== Records for this exercise ==

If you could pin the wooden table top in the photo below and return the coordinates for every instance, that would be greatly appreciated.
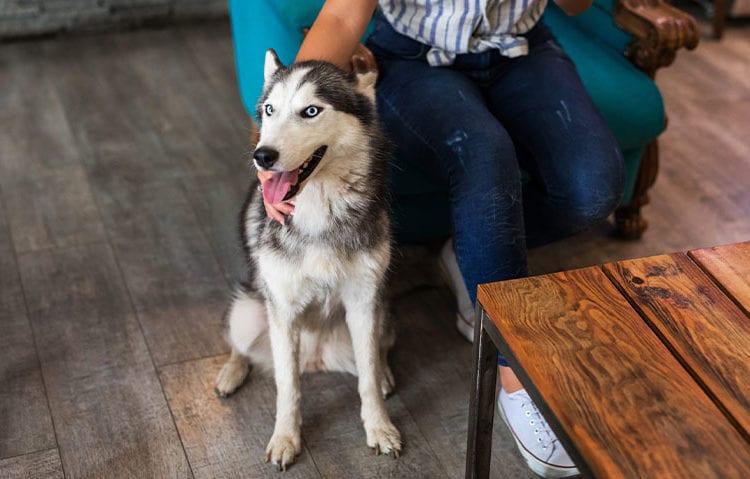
(641, 366)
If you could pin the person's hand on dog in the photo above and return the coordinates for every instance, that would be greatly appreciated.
(276, 211)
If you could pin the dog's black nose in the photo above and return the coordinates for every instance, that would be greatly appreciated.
(265, 156)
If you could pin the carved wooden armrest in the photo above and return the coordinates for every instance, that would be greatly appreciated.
(659, 30)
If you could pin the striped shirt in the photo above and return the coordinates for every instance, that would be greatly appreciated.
(452, 27)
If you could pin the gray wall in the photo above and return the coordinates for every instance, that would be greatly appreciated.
(19, 18)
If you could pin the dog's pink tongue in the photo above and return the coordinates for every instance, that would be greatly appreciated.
(276, 187)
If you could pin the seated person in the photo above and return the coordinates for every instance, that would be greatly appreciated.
(475, 92)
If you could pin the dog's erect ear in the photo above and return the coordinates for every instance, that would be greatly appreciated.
(366, 84)
(272, 64)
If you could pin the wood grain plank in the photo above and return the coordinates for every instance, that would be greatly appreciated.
(226, 438)
(110, 415)
(593, 363)
(39, 465)
(730, 267)
(178, 289)
(708, 332)
(25, 422)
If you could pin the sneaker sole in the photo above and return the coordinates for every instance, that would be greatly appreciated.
(538, 466)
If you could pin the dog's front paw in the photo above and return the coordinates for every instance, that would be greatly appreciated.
(282, 449)
(384, 438)
(231, 376)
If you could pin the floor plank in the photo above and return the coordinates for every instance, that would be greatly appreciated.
(432, 366)
(25, 420)
(333, 432)
(54, 209)
(39, 465)
(178, 289)
(36, 135)
(225, 438)
(110, 415)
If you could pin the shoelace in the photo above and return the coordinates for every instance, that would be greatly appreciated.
(544, 434)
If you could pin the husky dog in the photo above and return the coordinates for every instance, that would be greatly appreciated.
(313, 300)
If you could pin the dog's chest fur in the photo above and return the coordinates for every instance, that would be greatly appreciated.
(332, 241)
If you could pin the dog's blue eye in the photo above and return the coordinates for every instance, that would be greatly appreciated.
(311, 111)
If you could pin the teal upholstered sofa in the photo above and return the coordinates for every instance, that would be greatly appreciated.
(617, 46)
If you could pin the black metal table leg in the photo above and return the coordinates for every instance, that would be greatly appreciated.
(482, 402)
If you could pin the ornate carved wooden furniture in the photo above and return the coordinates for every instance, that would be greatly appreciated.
(659, 30)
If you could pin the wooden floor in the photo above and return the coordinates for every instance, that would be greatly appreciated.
(123, 163)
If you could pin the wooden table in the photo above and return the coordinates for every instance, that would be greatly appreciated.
(641, 367)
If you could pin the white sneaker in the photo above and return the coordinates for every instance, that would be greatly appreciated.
(452, 274)
(535, 440)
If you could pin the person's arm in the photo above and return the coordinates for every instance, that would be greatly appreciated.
(333, 37)
(573, 7)
(337, 31)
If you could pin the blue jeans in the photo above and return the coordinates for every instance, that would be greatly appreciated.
(481, 122)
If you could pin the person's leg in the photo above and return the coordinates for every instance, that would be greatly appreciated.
(438, 120)
(564, 144)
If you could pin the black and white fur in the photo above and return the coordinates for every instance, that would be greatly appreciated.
(314, 299)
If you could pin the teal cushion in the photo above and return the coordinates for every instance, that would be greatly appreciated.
(628, 99)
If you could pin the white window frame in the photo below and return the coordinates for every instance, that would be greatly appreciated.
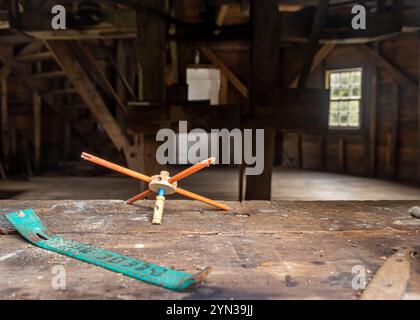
(351, 98)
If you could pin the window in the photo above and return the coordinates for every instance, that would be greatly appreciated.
(345, 97)
(203, 84)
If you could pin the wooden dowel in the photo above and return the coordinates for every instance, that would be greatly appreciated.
(181, 175)
(197, 197)
(140, 196)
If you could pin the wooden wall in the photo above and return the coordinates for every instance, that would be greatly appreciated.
(386, 144)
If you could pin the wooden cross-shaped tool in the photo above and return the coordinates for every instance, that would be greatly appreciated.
(161, 184)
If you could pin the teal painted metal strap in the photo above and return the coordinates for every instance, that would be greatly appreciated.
(28, 224)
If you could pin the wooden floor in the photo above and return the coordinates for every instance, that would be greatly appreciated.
(259, 250)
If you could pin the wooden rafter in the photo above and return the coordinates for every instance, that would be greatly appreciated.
(418, 113)
(66, 58)
(380, 61)
(96, 69)
(37, 87)
(319, 57)
(225, 70)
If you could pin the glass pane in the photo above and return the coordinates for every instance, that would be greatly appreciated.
(344, 106)
(354, 106)
(355, 92)
(334, 119)
(356, 78)
(344, 92)
(344, 117)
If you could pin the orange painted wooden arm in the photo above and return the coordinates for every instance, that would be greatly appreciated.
(181, 175)
(197, 197)
(140, 196)
(115, 167)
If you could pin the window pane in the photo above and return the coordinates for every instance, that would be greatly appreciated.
(345, 96)
(356, 78)
(345, 79)
(334, 80)
(355, 92)
(354, 106)
(335, 93)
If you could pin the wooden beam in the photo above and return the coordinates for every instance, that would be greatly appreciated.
(391, 159)
(310, 50)
(265, 73)
(94, 67)
(225, 70)
(151, 53)
(223, 92)
(380, 61)
(372, 138)
(418, 111)
(342, 155)
(221, 15)
(5, 136)
(68, 61)
(319, 57)
(37, 120)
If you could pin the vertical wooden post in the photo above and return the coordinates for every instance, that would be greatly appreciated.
(37, 118)
(264, 84)
(67, 141)
(418, 111)
(299, 148)
(393, 135)
(223, 92)
(372, 139)
(4, 123)
(150, 48)
(342, 155)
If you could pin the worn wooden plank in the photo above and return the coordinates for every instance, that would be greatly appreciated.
(319, 57)
(263, 83)
(391, 159)
(390, 281)
(380, 61)
(5, 137)
(37, 122)
(259, 250)
(373, 93)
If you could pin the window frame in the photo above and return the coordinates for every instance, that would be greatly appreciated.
(361, 99)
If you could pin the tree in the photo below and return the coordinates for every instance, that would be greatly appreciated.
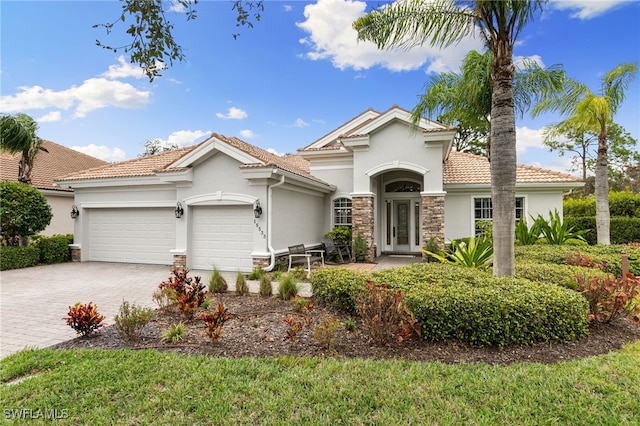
(24, 212)
(581, 146)
(593, 112)
(19, 135)
(443, 23)
(156, 146)
(153, 46)
(464, 99)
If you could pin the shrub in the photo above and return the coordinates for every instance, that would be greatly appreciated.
(217, 283)
(84, 318)
(242, 289)
(325, 333)
(266, 289)
(385, 315)
(562, 275)
(13, 257)
(131, 319)
(24, 212)
(54, 249)
(215, 320)
(338, 286)
(609, 297)
(174, 333)
(288, 287)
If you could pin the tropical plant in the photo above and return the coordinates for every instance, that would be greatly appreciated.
(18, 135)
(476, 253)
(525, 235)
(443, 23)
(593, 112)
(24, 212)
(558, 232)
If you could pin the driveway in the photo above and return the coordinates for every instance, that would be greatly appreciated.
(34, 300)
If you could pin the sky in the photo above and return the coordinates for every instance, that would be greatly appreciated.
(296, 76)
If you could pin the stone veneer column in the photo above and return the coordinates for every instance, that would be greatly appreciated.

===

What to produce:
Word for word, restate the lines from the one containing "If you could pin the wooden beam" through the end of the listing, and nothing more. Skip the pictures.

Response to this exercise:
If you could pin the wooden beam in the photo above and return the coordinates for every instance, that would be greatly appreciated.
(391, 159)
(310, 50)
(265, 73)
(94, 67)
(225, 70)
(151, 53)
(223, 92)
(380, 61)
(372, 138)
(418, 111)
(342, 155)
(221, 15)
(5, 136)
(68, 61)
(319, 57)
(37, 120)
If you could pin the vertical wooden post in the photo above and return the coordinates for every instance, that would be greatly appreciated.
(37, 118)
(264, 84)
(67, 141)
(418, 111)
(299, 148)
(393, 135)
(223, 92)
(372, 139)
(4, 123)
(150, 48)
(342, 155)
If you could pin the worn wooden plank in the photo above and return the coordinates for every instance, that would be greatly appreciated.
(319, 57)
(263, 83)
(391, 159)
(390, 281)
(380, 61)
(5, 137)
(37, 122)
(259, 250)
(373, 93)
If you could pin the window frame in the photo above and return the coordinates for every instance, that would be greatly appreciated.
(361, 99)
If you could pin the tree in the photo below and return the coordinates for every instance, that would be greatly appreciated.
(24, 212)
(581, 146)
(593, 112)
(19, 135)
(443, 23)
(156, 146)
(153, 46)
(464, 99)
If you could pin the shrub in the photo above and return the coordinates for every instance, that would be greatly appreciated.
(217, 283)
(84, 318)
(242, 289)
(325, 333)
(266, 289)
(385, 315)
(562, 275)
(13, 257)
(131, 319)
(24, 212)
(54, 249)
(215, 320)
(338, 286)
(609, 297)
(174, 333)
(288, 287)
If you could pin the tropical plant in the photo above and return the coordinates for every instance, that would be greatly appreciated.
(18, 135)
(476, 253)
(525, 235)
(443, 23)
(593, 112)
(24, 212)
(558, 232)
If you could pin the driveway in the photo above and return the coordinates for every instance, that would be greatly appreciated.
(34, 300)
If you could pin the sky in the photo above and return the coordinates for every instance, that would be greatly appreciated.
(296, 76)
If you could pin the stone veneer column in the photo above and return the coordinates for every instance, that would be greatly appreciated.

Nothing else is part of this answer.